____ Tekst do ćwiczenia

Wracamy na pole bitwy w Killing Floor 3, gdzie mutanty, krew i chaos to chleb powszedni. Spędziłem ostatnio tydzień, rąbiąc Zedy z kumplami, i powiem wam – to wciąż ten sam, bezmyślny fun, który kochaliśmy w poprzednich częściach, ale coś tu nie gra. Gra jest jak dobrze przyprawiony burger, ale jakby ktoś zapomniał dodać frytek i sosu. Czy to pełna wersja, czy może early access?
To pytanie krążyło mi po głowie, gdy razem z ekipą, w większości weteranami Killing Floor 2, cięliśmy kolejne fale klonowanych zombie. Survival mode to czysta radocha, ale jest prostszy niż poprzednie odsłony, a zawartość kończy się szybciej, niż byście chcieli. Niemniej, bronie i klasy dają kopa, a wrogowie są idealnie wyważeni – groźni, gdy ich za dużo, ale jakże satysfakcjonująco padają! Problem? Po paru godzinach widzieliście już wszystko, co gra ma do zaoferowania, i zaczynacie tęsknić za głębią starego dobrego KF2. No to rozsiądźcie się wygodnie, bo rozkładamy ten tytuł na części pierwsze – od akcji po mapy, klasy i dziwactwa w systemie progresji.
Pierwsze wrażenie: Chaos w nowym wydaniu
Killing Floor 3, stworzone przez Tripwire Interactive, to kontynuacja serii, która od lat serwuje nam radosne mordowanie Zedów w kooperacji. Jeśli graliście w jedynkę czy dwójkę, to wiecie, o co chodzi – stajesz na mapie, fala za falą mutantów próbuje cię zjeść, a ty siekasz, strzelasz i budujesz fortyfikacje, żeby przetrwać. Trójka trzyma się tej formuły, ale jest bardziej przypudrowana i nastawiona na live-service.

Ruch postaci jest teraz szybszy i bardziej płynny – możesz dashować na boki, wspinać się po powierzchniach czy robić power slide’y, co sprawia, że czujesz się jak w jakimś arcade’owym shooterze. Mechanika jest prosta, ale satysfakcjonująca: między falami zarabiasz kasę na ulepszone bronie, pancerz, granaty, amunicję czy autoregenerację zdrowia. Brzmi jak klasyczne Killing Floor, prawda? No, nie do końca, bo gra jest bardziej uproszczona – nie ma kampanii fabularnej, a wybór opcji na start jest skromniejszy niż w KF2.

________
____ Dostarczony materiał

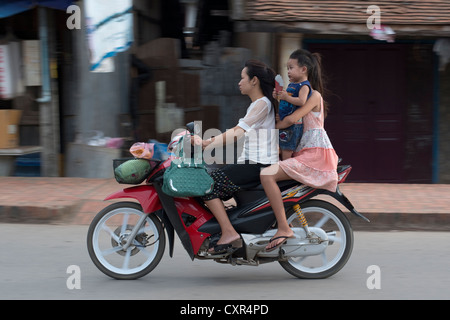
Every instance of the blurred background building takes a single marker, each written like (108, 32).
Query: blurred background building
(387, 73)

________
____ Dostarczony materiał

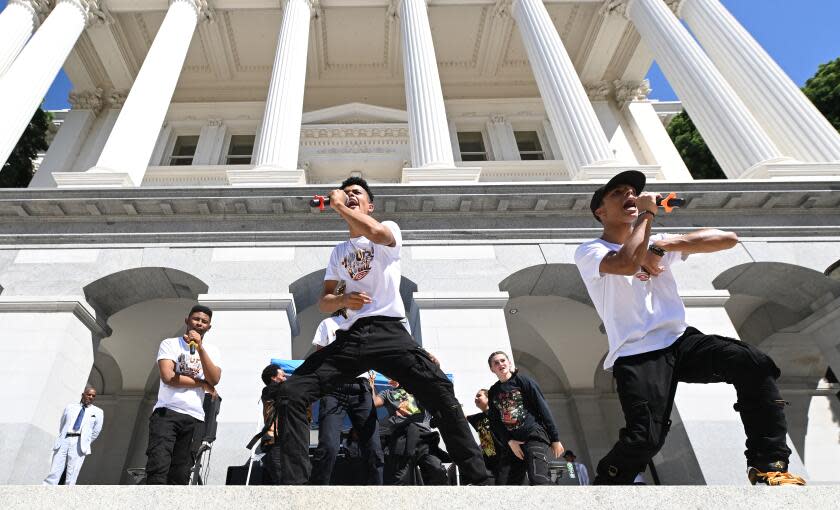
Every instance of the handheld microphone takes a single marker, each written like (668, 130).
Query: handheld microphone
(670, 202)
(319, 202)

________

Kontynuuj recenzję gry Killing Floor 3, zaczynając po jej ostatnim zdaniu.

▶ Odpowiedź:
Masz sześć klas (Perks), 30 broni (plus nóż), 13 typów wrogów, osiem map i tylko trzech bossów. Dla nowych graczy to świetny punkt wejścia, bo nie przytłacza, ale jeśli jesteś weteranem serii, możesz poczuć, że czegoś brakuje. Gdzie ta głębia taktyczna? Gdzie różnorodność, która sprawiała, że KF2 był taki regrywalny?
Survival Mode: Serce gry, ale trochę za małe
Cała zabawa w Killing Floor 3 kręci się wokół trybu Survival, który jest jedynym dostępnym na premierę. Cel? Przetrwaj pięć coraz trudniejszych fal Zedów, a na koniec zmierz się z bossem, jak Queen Crawler (przypomina rój Zergów z StarCrafta) czy Impaler z rogiem jak nosorożec. Proste, ale wciąga jak bagno. Walka jest dynamiczna, a system strzelania i cięcia to czysty miód – każdy Zed pada z widowiskowym rozbryzgiem krwi, a poprawiona fizyka sprawia, że ich reakcje na twoje ataki wyglądają bardziej realistycznie.
Wrogowie, jak Scrake z cybernetycznymi ulepszeniami, Bloats plujące kwasem czy Sireny z sonicznymi atakami, są częstszymi gośćmi niż w KF2, co podkręca tempo gry. Ale jest haczyk – gra szybko pokazuje wszystkie swoje karty. Po kilku sesjach znasz już każdy typ wroga, każdą mapę i każdego bossa, a powtarzalność zaczyna dawać w kość. Jeden z kumpli, który grał w pełnej ekipie (pięciu graczy), mówił, że bossowie skalują się w grupach, co niby ma zapewniać balans, ale w mniejszych składach (np. trójkach) nie czujesz tego aż tak.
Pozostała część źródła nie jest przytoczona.